■ **Exercise details**
Rewrite the lines below, swapping "integer pixels" for "whole-number pixels" and changing nothing else. Leave out the pictures.

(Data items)
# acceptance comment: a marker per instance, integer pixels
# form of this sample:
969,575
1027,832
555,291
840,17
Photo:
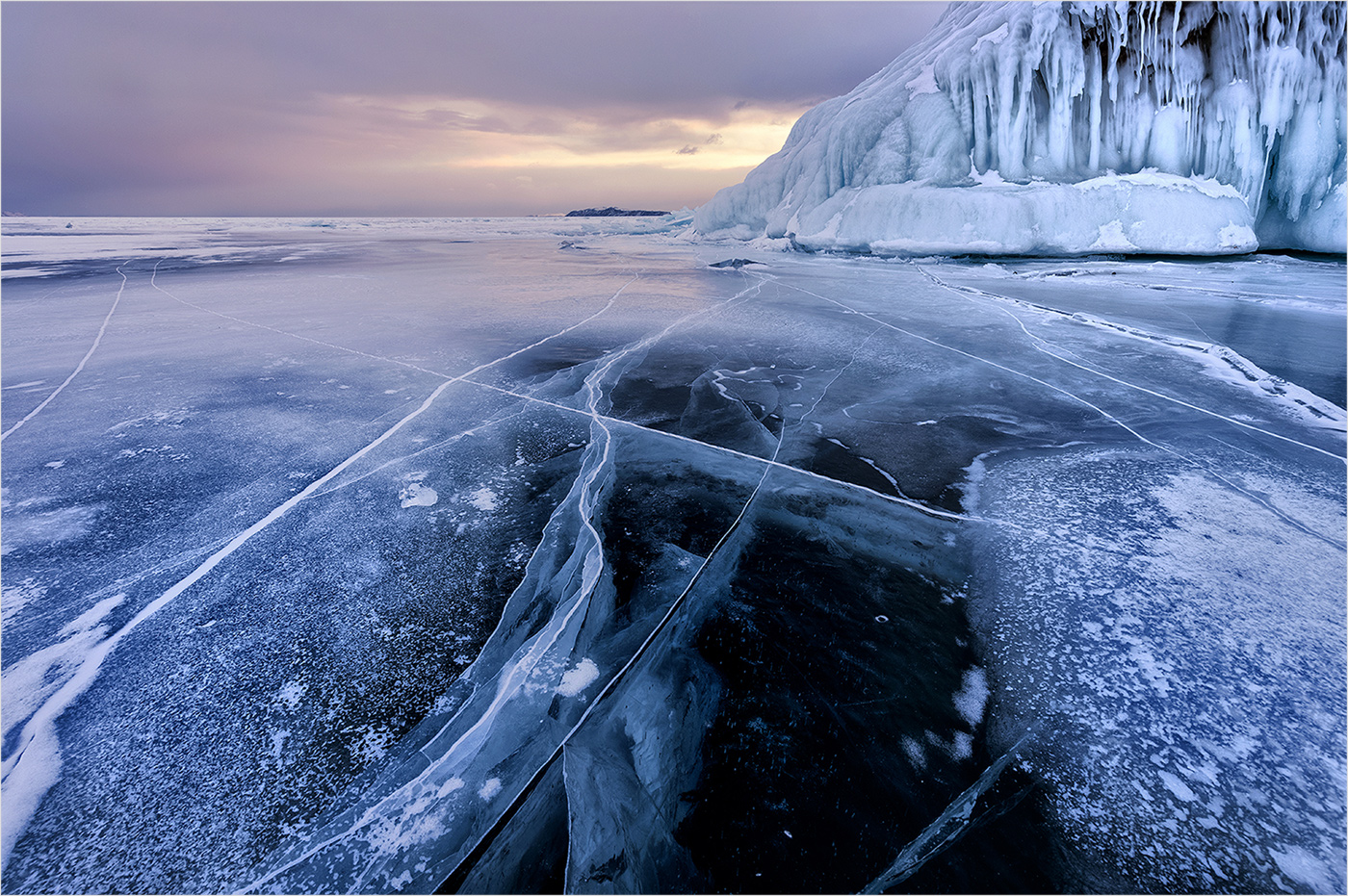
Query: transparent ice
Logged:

■ **Full response**
# acceptance comment: a marker per instance, whole-number pixels
# form of this sample:
969,575
1027,832
555,291
840,17
Photo:
Query: transparent ice
Logged:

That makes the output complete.